Problems to solve —
[1] Answer these questions from the passage on rental guest etiquette:
(a) What positions does Taylor Gates hold, and at which company?
(b) Besides the house manual, where does Smith's no-smoking rule appear?
(c) What does the passage say to do if you need help adjusting the temperature?
[2] Write the next part of the passage on rental guest etiquette, starting after its final sentence.

Passage provided —

You mess with the thermostat.

When you’re at home, you know how your thermostat works — but not necessarily in a room or home you’re renting for a trip. Plus, switching quickly from cooling to heating can ruin a temperature control system, as can leaving the windows open when you’re running the heating or air conditioning.

“Please don’t turn the AC down too low, or the unit can freeze up or crash during your stay, and we can tell when a thermostat has been meddled with,” says Taylor Gates, the CEO and co-founder of StayDuvet in South Carolina. “Also, don’t leave windows or doors open, especially during the summertime.” Excessive temperature shifts and letting air conditioning flow out the windows are hard on the thermostat and waste energy. If you need help adjusting the temperature, ask your host in advance to provide instructions.

You treat property rules as suggestions.

Along with check-in instructions and local restaurant recommendations, your Airbnb will come with a set of rules. And because these properties are independently owned, regulations vary at each location. So be aware of any neighborhood or property-specific guidelines, but also just be a good human. Treat your accommodations and the surroundings with respect — and that includes the provided linens and appliances. Shake out a sandy towel before you pop it in the washing machine, and clean out that blender after you use it.

Another big don’t is smoking indoors, especially if it’s clearly stated in the manual. “It drives me crazy when guests do not follow my rule of no smoking,” says Smith. “It is in the house manual rules as well as a sign posted with ‘no smoking.’” Getting the smell out requires Smith to do a deep clean. Extra, unnecessary work on the part of your host can result in a bad review (yes, hosts review guests) and potential charges. 

You lack patience when issues arise.

Sometimes, things happen. Appliances break, plumbing gets clogged, and electricity goes out during a storm. When an issue does arise, make your host aware of the circumstances as soon as possible. Doing so will give them a head start in fixing the problem or contracting a professional who can. “Most importantly, if an issue arises during your stay, please let the host or management know immediately, so they have time to rectify it,” says Gates.

Referring expression pointing data —
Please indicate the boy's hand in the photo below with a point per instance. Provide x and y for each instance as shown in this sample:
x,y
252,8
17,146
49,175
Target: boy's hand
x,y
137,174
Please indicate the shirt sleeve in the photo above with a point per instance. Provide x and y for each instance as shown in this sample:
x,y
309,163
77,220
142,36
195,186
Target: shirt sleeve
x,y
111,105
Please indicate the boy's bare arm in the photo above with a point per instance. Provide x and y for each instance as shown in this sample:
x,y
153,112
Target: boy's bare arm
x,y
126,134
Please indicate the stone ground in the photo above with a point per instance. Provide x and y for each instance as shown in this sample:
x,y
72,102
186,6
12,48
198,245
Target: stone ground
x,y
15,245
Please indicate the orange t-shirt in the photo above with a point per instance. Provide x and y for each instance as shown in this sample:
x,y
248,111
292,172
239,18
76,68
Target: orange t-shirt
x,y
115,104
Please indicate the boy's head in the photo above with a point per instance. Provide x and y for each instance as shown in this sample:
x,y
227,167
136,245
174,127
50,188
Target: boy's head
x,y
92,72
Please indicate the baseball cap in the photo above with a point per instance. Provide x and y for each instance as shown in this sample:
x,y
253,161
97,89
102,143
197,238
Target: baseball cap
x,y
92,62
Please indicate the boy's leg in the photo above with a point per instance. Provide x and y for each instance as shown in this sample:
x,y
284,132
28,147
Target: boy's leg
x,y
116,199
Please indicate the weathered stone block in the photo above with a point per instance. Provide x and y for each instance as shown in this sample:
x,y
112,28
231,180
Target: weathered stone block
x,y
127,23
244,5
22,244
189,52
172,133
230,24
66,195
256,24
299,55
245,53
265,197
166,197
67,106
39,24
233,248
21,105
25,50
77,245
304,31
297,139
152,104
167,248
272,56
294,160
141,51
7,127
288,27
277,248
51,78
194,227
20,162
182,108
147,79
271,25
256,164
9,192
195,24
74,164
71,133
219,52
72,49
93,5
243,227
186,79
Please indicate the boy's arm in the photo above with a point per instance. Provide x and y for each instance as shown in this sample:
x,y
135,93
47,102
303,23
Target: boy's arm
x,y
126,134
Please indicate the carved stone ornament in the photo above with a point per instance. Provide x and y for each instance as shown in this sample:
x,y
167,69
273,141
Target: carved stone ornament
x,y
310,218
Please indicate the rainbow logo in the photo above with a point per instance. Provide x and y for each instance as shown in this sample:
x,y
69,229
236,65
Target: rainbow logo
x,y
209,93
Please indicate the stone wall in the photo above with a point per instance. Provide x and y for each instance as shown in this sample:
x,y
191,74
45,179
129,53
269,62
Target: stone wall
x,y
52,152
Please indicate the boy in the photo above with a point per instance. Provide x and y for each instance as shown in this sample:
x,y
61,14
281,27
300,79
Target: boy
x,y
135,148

Numbered answers —
[1]
(a) Taylor Gates is the CEO and co-founder of StayDuvet in South Carolina.
(b) It also appears on a posted sign that says "no smoking."
(c) Ask your host in advance to provide instructions.

[2]
“No one wants added stress when they travel, and good hosts work hard to ensure every detail of your stay will be flawless, from check-in to departure,” reminds Corbett. “Unfortunately, though, life sometimes intervenes. The dishwasher breaks, or the power goes out, or some circumstance beyond our control comes along that even the most experienced host can’t remedy by the next morning.” Even when inconvenienced, a little bit of patience goes a long way. 

You have hotel-sized expectations for your personalized stay. 

“The best guests are those who come to a property with realistic expectations, remain understanding when something unforeseen arises, and don’t take it out on the host in their review,” states Corbett. On the other hand, if your host does remedy a situation quickly, they may deserve a positive review for attending to your needs. Airbnb hosts rely heavily on reviews to attract future guests, so earning positive ones are essential. Of course, if your Airbnb isn’t as advertised, is smelly or messy, or is an overall bad experience, state that in your review.

Part of allowing your host to rectify a situation means alerting them that there is a problem right away. “It’s unfair to not tell the host, and then expect or ask for compensation or write a bad review about it later when it can easily be fixed,” advises Gates. “Nobody is perfect, even in the hospitality industry.” 

“Just like guests themselves, Airbnbs aren’t cookie-cutter,” reminds Corbett. “They often have their own unique identities that can make the guest experience more creative, curated, and hospitable.” As a result, going into your Airbnb with an open mind can lead to an unforgettable experience — and positive reviews — for both host and guest.